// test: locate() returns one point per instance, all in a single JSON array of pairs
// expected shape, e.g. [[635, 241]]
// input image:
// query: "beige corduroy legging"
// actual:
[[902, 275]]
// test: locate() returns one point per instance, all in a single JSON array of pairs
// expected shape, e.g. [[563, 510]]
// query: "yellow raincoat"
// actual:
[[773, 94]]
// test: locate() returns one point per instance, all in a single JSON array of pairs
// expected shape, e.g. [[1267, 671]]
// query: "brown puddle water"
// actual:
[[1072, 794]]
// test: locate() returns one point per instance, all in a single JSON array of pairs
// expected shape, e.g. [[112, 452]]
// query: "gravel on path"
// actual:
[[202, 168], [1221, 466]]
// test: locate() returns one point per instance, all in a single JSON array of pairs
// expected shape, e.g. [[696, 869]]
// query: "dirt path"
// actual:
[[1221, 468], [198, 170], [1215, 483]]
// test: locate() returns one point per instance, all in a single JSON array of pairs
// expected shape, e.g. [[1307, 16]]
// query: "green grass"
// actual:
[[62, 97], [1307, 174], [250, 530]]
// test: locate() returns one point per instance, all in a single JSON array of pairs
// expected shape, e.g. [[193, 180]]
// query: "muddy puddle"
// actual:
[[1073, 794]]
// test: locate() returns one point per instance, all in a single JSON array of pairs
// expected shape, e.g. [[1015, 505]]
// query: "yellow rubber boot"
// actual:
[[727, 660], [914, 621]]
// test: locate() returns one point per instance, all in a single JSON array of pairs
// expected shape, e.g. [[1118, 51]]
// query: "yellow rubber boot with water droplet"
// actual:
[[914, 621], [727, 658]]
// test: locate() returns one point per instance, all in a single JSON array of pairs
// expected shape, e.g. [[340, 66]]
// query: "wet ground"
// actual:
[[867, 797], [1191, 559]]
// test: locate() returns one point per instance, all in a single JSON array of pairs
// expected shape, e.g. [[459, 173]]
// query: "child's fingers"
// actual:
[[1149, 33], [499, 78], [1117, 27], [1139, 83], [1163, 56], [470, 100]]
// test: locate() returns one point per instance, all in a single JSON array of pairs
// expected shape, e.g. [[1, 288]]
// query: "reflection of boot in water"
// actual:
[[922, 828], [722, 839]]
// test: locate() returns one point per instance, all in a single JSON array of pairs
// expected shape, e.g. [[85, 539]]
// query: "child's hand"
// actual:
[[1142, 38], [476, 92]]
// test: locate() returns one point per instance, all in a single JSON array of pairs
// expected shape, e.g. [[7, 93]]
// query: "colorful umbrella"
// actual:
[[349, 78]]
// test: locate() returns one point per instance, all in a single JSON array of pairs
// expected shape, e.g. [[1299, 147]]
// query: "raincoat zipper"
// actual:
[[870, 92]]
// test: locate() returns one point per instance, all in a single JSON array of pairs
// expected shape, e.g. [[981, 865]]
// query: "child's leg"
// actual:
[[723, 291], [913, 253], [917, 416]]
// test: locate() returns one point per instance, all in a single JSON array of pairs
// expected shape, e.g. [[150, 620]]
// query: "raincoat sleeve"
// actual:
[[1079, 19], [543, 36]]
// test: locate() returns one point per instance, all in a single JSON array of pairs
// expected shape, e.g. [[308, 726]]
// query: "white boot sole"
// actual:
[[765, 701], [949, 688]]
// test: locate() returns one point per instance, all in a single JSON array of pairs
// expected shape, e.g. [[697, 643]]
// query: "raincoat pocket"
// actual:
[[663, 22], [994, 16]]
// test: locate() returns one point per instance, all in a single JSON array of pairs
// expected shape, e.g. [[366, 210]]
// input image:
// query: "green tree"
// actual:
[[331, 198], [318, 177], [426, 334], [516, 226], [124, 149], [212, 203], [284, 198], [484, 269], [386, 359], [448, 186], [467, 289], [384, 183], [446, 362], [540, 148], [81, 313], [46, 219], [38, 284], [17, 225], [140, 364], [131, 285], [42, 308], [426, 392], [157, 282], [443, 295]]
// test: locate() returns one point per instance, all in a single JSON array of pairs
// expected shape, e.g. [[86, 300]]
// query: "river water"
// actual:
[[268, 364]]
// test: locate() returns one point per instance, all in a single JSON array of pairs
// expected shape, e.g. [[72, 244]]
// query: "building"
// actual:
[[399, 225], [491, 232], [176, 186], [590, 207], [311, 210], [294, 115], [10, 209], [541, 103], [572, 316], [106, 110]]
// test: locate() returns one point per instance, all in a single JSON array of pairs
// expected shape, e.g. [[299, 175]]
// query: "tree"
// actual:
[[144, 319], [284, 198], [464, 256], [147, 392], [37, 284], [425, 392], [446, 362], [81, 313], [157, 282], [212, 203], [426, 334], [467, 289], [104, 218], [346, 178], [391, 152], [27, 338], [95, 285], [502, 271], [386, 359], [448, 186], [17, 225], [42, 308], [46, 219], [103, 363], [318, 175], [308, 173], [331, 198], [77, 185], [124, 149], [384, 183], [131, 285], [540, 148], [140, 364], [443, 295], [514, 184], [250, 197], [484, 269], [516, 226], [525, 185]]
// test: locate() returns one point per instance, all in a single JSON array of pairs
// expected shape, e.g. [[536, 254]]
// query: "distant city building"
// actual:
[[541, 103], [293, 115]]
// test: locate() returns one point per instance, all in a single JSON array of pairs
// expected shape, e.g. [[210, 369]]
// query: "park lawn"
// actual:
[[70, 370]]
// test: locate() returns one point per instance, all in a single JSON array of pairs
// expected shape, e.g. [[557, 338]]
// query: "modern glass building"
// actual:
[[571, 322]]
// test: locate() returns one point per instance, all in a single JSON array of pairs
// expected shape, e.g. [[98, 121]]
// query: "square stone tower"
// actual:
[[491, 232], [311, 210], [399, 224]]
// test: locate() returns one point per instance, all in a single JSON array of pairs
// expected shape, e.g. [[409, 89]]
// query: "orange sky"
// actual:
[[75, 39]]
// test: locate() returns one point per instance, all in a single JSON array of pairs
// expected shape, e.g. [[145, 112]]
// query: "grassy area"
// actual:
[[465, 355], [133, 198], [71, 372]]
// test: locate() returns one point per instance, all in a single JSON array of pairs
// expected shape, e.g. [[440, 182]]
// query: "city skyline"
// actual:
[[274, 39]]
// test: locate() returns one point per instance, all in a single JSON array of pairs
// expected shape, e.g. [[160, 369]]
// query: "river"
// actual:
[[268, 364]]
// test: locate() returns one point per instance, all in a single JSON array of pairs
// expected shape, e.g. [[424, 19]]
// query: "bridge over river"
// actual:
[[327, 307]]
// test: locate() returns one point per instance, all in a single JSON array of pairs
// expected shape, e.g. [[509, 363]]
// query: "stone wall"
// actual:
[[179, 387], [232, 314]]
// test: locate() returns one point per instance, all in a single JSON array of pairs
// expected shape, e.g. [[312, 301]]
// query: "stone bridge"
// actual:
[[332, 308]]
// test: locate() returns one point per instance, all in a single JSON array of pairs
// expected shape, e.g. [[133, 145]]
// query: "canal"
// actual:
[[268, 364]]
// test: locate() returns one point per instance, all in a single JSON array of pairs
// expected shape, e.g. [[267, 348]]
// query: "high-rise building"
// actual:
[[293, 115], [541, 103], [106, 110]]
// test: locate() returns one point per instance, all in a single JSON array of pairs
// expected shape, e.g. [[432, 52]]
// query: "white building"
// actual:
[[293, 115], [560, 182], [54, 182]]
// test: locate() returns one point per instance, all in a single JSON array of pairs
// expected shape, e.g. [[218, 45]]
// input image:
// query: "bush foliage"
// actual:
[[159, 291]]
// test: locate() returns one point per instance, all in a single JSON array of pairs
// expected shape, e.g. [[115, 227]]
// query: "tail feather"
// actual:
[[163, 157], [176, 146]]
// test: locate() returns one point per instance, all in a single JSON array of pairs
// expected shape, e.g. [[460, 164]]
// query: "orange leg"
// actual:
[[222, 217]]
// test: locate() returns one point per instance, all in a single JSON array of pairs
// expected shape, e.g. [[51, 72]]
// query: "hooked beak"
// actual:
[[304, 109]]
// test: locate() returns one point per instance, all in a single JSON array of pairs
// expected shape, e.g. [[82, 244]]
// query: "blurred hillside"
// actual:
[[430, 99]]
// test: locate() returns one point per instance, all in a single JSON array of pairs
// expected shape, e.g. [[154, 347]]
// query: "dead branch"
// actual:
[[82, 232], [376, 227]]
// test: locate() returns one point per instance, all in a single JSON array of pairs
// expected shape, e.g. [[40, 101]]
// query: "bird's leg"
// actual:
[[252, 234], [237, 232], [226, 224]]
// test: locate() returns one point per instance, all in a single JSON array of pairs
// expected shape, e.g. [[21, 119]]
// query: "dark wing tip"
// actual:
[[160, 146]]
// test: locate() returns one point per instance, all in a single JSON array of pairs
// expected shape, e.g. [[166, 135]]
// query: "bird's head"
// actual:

▶ _EXERCISE_
Filter the listing so that only lines holding the word "city" remain, and copy those lines.

▶ _SOLUTION TO THIS TASK_
// query: "distant city building"
// query: "city skyline"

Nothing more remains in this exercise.